Problems and tasks:
[1] In the discharge experiment text, rewrite the passage from "The loss of" up to and including "electron loss [17].", changing "halogenated hydrocarbons" to "fluorinated hydrocarbons".
[2] Answer these questions using the discharge experiment text:
(a) What was the approximate duration (FWHM) of the high-voltage pulses delivered by the modulator?
(b) How thick was the aluminum foil used for the electrodes?
(c) What was spacer #5 made of, and how thick was it?
[3] Condense the paragraph of the discharge experiment text that begins "The spacer (#4 in Fig. 1b, c)" into a bulleted list that keeps its main facts.

Text segment:
* * * *
The loss of free electrons adversely affects the electron avalanche process in the electrical discharges resulting in a significant decrease in the discharge current and consequently in the energy density of the plasma. The same problem is also encountered in some other processes involving electronegative gases, e.g., halogenated hydrocarbons employed in semiconductor etching or in electrochemical lasers [16] or those involving atmospheric pressure water vapor where ready recombination of H3O+ species present in the water medium causes the electron loss [17].
Experimental
Power depositions for the discharges formed in three electrode assemblies shown in Fig. 1 are compared. The power dissipation in the shielded sliding discharge (Fig. 1c) using air or oxygen as working gas is compared with that of the surface discharge (Fig. 1b) and the pulsed corona discharge (Fig. 1a) [10, 18]. A Compact Pulsed Power Modulator MPC3000S-OP1 (Suematsu Electronics Co., Ltd., Japan) delivered high voltage of positive polarity (+HV) of ~160 ns duration (FWHM) and peak voltages of 5–30 kV at frequencies of 500 Hz. A Tektronix P6015A voltage probe, a Pearson Electronics Current Monitor, Model 110A and Tektronix TDS 3052 oscilloscope were used to measure the temporal development of voltage and current. The energy per pulse (Ep) is the time integral (∫VIdt where V and I are the discharge voltage and current, respectively) of the power.
The electrodes were made of aluminum foil (ALF200L from Intertape Polymer Groups, USA) of 50 µm thickness that was glued to a dielectric frame using an acrylic adhesive (Fig. 1a). The width of the electrodes (#1 and #2 in Fig. 1a) was kept at 6 mm, the inter-electrode gap was 16 mm, and the effective length of the center electrode was 89 mm. The electrode assembly of Fig. 1a forms pulsed corona discharges in the inter-electrode gap upon application of the HV pulses. The same electrodes were glued to a dielectric sheet made of soda glass with dimensions 2.4 mm × 76 mm × 152 mm as shown in Fig. 1b to generate a surface discharge [18]. The electrode configuration for the shielded sliding discharge is shown in Fig. 1c [10, 18]. It was formed by connecting an aluminum foil to the ground electrode #2 and by wrapping it around the opposite side of the dielectric, covering the entire inter-electrode gap area.
The spacer (#4 in Fig. 1b, c) was made of silicon measuring 4 mm × 76 mm × 152 mm, from which a 4 mm × 51 mm × 127 mm block (defining the inside dimensions of the reactor) was cut from the center. The gas inlet and outlet were nylon tubes of 2.0 mm ID and 2.3 mm OD extending through opposite corners of the spacer and sealed using silicon glue. Spacer #5 in the case of Fig. 1a was of the same dimension as the spacer #4 described above except that it was made of acrylic sealed with silicon glue. Its thickness was 15 mm instead of 4 mm. The thickness of the spacer was increased to avoid surface plasma formation in the case of the pulsed corona discharge as explained earlier [10].
* * * *
Labeled-object pointing entries
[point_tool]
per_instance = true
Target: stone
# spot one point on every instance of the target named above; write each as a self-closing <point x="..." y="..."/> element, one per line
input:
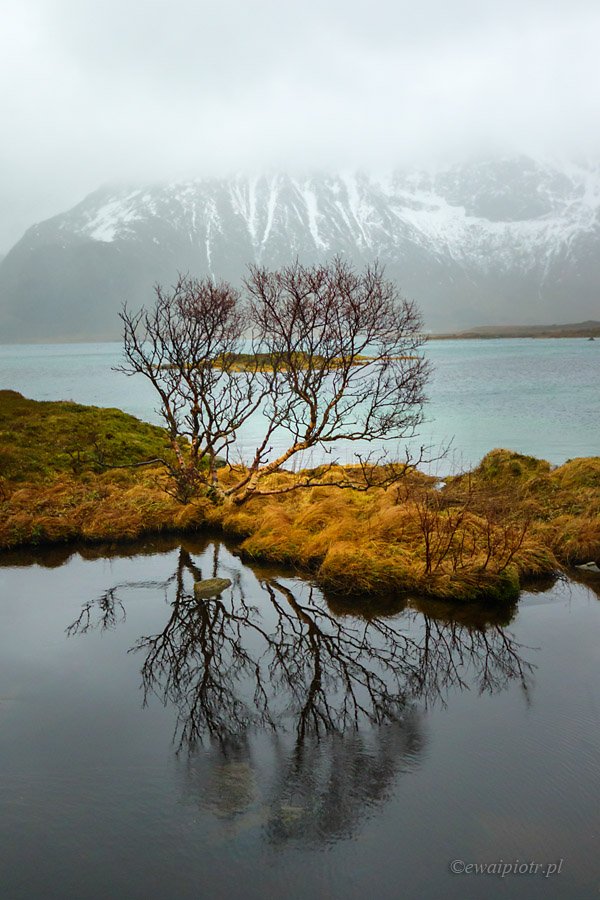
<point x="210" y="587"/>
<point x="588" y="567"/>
* * * *
Solution list:
[1]
The loss of free electrons adversely affects the electron avalanche process in the electrical discharges resulting in a significant decrease in the discharge current and consequently in the energy density of the plasma. The same problem is also encountered in some other processes involving electronegative gases, e.g., fluorinated hydrocarbons employed in semiconductor etching or in electrochemical lasers [16] or those involving atmospheric pressure water vapor where ready recombination of H3O+ species present in the water medium causes the electron loss [17].

[2]
(a) About 160 ns.
(b) 50 µm.
(c) Acrylic sealed with silicon glue, 15 mm thick.

[3]
- Spacer #4 (Fig. 1b, c): silicon, 4 mm × 76 mm × 152 mm, with a 4 mm × 51 mm × 127 mm block cut from the center to define the reactor's inside dimensions.
- Gas inlet and outlet: nylon tubes (2.0 mm ID, 2.3 mm OD) passing through opposite corners of the spacer and sealed with silicon glue.
- Spacer #5 (Fig. 1a): same dimensions as spacer #4 except made of acrylic sealed with silicon glue and 15 mm thick instead of 4 mm.
- The greater thickness prevents surface plasma formation during the pulsed corona discharge.